Requirements ::
Starting at the line of data below that contains "the dirt path" and stopping after the line that contains "the white cherry", rewrite those lines with every "path" changed to "trail" and nothing else altered.

Object point labels:
-- begin --
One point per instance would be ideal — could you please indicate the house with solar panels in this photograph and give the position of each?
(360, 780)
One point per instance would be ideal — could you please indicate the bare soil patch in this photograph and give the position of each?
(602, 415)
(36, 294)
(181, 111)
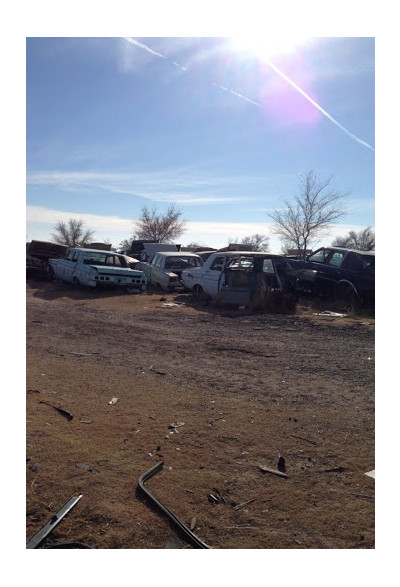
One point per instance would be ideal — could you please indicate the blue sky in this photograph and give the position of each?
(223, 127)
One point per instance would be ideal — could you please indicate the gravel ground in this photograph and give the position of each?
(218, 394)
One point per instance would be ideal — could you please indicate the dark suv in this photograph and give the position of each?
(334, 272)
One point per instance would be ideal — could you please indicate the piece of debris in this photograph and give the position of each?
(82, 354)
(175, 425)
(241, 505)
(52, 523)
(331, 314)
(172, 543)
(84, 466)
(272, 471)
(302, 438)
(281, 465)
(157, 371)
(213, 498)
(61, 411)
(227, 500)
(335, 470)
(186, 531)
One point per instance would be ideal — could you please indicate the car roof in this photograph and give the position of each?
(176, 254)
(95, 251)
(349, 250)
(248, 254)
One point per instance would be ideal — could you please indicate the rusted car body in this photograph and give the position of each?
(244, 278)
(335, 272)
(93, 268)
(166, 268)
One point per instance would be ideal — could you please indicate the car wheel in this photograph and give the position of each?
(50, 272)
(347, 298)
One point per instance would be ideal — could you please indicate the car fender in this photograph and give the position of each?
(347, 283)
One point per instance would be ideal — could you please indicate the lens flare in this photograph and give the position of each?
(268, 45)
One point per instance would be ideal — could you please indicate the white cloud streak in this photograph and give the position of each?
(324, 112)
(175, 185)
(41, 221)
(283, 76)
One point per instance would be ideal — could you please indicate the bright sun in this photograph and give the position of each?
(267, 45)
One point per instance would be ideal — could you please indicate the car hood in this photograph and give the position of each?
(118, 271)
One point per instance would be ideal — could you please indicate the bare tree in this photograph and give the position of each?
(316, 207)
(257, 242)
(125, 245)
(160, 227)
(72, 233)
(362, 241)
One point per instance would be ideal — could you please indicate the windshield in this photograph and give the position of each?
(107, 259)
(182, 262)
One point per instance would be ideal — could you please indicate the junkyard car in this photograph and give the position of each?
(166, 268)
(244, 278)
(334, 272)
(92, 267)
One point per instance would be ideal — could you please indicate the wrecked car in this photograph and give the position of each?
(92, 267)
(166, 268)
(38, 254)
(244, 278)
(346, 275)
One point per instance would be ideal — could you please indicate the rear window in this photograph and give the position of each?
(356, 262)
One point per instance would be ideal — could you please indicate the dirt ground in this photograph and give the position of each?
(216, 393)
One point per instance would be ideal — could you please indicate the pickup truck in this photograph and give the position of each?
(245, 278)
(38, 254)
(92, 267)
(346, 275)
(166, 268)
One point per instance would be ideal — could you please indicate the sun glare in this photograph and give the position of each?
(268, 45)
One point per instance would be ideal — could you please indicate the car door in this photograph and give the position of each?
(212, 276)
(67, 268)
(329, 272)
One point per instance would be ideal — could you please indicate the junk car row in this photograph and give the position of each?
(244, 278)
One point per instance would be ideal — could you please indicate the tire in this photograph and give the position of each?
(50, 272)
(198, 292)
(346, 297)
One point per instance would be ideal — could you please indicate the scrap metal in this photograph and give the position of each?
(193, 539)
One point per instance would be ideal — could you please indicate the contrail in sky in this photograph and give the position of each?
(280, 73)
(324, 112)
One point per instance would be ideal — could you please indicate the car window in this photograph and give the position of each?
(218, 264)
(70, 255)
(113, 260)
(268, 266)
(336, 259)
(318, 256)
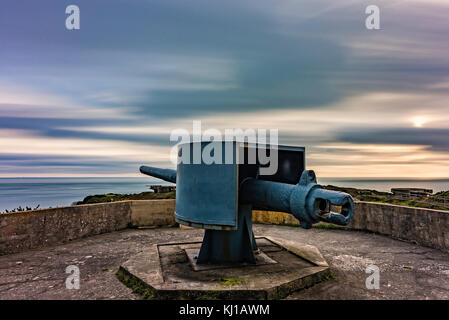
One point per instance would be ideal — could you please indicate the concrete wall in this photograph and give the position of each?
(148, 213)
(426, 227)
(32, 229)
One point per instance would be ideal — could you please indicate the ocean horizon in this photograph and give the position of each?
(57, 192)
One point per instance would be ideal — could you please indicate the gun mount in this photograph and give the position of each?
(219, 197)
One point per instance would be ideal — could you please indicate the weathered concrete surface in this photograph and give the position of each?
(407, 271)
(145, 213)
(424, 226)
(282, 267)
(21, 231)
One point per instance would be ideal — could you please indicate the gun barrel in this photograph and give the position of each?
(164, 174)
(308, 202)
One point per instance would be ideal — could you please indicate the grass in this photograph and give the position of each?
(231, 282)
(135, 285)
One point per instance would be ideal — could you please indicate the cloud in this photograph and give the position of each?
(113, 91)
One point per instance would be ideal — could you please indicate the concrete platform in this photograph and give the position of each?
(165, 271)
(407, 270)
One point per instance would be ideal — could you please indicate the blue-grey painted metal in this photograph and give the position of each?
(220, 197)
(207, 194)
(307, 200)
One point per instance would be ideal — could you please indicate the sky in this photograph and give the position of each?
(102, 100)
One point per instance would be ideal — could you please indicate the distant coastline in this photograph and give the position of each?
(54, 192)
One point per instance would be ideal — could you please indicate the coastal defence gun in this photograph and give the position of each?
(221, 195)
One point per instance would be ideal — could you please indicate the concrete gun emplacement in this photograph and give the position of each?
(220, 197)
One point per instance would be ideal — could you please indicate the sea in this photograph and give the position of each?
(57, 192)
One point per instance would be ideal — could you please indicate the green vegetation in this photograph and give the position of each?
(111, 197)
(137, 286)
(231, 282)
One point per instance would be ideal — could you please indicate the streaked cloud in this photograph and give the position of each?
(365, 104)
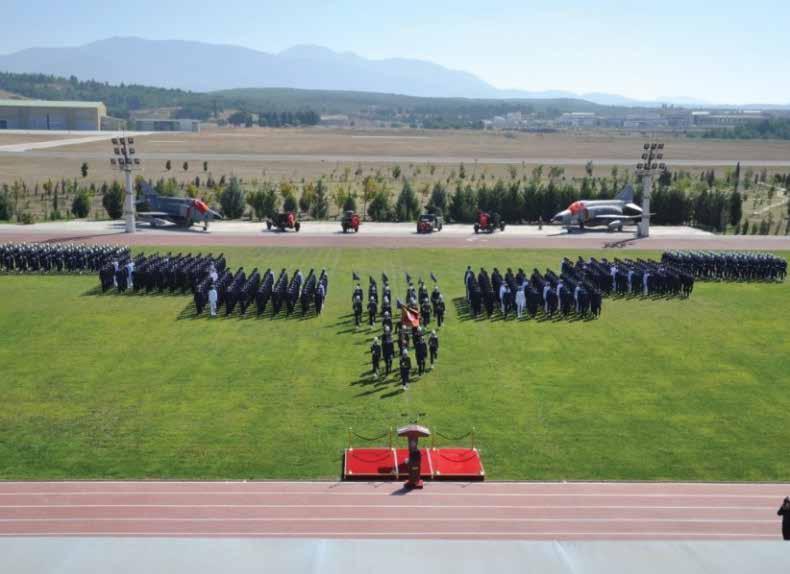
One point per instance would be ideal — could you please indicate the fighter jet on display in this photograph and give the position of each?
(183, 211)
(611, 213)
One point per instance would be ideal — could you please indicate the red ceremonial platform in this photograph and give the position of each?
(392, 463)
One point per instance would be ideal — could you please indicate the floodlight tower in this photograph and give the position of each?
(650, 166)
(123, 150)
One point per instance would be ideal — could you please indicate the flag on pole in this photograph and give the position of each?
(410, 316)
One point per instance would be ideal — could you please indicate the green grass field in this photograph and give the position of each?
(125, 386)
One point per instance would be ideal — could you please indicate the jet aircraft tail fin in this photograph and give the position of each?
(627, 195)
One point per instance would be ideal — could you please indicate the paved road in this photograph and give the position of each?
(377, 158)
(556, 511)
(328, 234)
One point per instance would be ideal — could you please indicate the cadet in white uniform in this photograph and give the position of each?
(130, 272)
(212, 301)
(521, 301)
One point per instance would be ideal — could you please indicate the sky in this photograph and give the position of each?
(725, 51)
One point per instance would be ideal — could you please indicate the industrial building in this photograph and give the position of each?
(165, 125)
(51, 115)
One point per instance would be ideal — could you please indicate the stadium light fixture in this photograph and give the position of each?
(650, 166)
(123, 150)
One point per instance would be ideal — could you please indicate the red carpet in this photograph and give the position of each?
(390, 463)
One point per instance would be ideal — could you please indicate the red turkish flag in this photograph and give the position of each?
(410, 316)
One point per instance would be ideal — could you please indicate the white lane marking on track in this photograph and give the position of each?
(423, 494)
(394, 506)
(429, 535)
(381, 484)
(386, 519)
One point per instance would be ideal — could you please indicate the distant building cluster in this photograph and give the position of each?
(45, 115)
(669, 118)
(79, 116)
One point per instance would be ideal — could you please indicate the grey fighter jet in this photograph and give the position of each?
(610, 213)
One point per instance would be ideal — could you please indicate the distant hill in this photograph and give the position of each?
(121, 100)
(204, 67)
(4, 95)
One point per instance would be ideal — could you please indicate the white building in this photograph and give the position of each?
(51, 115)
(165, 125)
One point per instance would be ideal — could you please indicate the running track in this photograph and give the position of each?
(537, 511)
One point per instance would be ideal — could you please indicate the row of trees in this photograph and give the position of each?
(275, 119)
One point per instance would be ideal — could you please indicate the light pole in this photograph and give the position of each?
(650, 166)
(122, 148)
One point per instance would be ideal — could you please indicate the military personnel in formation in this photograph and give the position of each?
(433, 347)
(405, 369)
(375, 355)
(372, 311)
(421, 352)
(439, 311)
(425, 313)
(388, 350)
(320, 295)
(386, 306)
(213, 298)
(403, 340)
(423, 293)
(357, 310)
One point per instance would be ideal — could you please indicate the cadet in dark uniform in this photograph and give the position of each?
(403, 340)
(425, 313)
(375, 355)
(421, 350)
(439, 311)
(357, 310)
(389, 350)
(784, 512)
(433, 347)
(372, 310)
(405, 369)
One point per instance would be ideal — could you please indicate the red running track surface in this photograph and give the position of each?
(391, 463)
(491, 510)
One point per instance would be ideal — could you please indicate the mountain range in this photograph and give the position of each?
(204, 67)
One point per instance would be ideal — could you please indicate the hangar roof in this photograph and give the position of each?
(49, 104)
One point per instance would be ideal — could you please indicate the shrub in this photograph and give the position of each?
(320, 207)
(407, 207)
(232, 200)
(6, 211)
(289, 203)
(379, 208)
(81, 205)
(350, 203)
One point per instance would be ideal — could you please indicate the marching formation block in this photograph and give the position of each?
-- end --
-- begin --
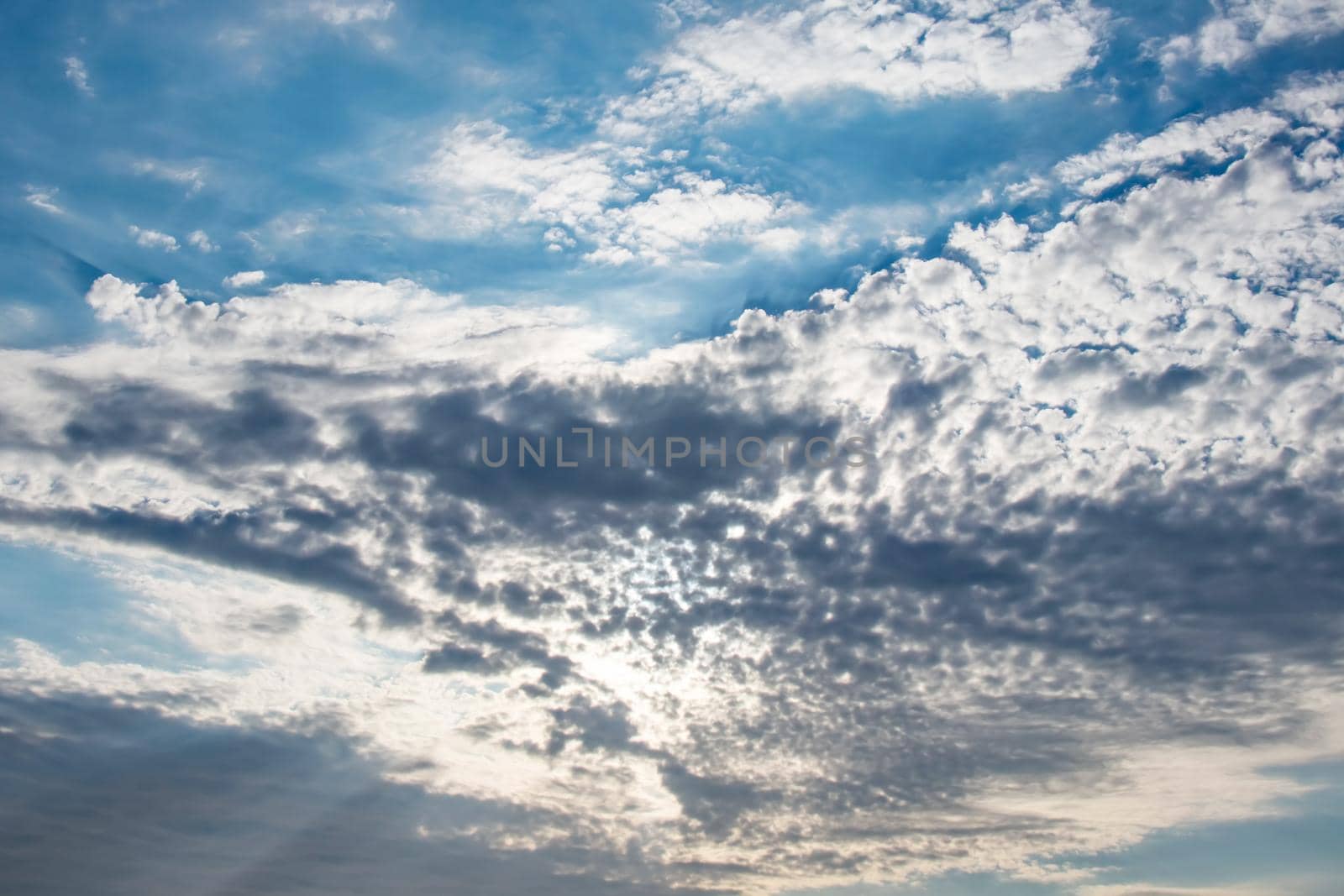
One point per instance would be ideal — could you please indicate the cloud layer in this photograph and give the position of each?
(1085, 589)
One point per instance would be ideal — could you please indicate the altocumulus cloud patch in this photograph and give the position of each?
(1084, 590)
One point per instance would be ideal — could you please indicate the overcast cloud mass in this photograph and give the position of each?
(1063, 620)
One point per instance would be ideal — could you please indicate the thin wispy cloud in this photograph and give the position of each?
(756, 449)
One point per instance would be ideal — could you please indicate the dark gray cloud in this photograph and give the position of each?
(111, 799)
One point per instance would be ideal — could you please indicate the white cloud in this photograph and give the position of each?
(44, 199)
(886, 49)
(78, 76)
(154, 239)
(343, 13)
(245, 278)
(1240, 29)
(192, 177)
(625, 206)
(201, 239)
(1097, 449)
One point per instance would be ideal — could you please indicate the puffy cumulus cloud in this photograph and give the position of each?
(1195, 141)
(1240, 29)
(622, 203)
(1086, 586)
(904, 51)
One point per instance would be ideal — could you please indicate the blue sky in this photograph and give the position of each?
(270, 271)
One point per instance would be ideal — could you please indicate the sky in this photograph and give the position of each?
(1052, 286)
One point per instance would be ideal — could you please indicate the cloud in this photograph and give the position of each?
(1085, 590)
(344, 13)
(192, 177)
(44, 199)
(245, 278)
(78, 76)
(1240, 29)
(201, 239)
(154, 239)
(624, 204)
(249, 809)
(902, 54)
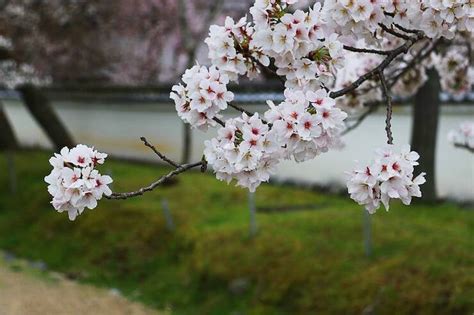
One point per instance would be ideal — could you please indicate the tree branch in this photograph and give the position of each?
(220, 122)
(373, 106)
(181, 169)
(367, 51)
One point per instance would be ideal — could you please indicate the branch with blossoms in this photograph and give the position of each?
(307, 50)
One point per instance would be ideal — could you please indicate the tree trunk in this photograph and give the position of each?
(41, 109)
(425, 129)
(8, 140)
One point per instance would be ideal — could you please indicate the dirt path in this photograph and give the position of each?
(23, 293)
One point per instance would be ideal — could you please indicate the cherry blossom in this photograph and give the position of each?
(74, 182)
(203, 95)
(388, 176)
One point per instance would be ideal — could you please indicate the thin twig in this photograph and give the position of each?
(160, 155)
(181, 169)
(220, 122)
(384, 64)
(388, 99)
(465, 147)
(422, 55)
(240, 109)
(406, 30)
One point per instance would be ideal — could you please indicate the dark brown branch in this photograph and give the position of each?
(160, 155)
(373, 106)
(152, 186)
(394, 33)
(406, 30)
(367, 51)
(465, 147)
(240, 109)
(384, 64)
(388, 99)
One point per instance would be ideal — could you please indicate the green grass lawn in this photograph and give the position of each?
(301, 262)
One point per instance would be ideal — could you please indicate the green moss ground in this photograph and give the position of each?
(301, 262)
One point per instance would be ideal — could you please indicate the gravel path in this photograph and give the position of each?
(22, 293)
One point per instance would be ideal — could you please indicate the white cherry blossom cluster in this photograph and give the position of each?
-- end --
Exercise response ::
One point per instance would be ideal — could you please indicate the dirt trail in this photograph and give the position of each?
(23, 293)
One point per instance would be ideal — could you please indicate the cherry blossom in this photograph and give the position of each?
(74, 182)
(203, 95)
(388, 176)
One point per instance would be ideal — could you please indicate the thin twig in this photograph and give the position of each?
(160, 155)
(181, 169)
(220, 122)
(384, 64)
(388, 99)
(465, 147)
(422, 55)
(240, 109)
(406, 30)
One point per instance would be ideal — could you please indicate the dark brown branch in this photograph and give the position of each?
(160, 155)
(373, 106)
(152, 186)
(394, 33)
(406, 30)
(367, 51)
(465, 147)
(240, 109)
(384, 64)
(388, 99)
One point per instance would be ideal — could you please indicate the green grass lawn in this photograph and give the position of each?
(301, 262)
One point per instance would be ideal — could you please indicate the green moss ground in this photograph and give the position of each?
(301, 262)
One point per instance would be ideal — could you please indicate the gravel trail in this photograph and give the position of each?
(22, 293)
One point per instance would be ideal — could you please indicate the white cherry blossom cluster in this photograph and give the position of each?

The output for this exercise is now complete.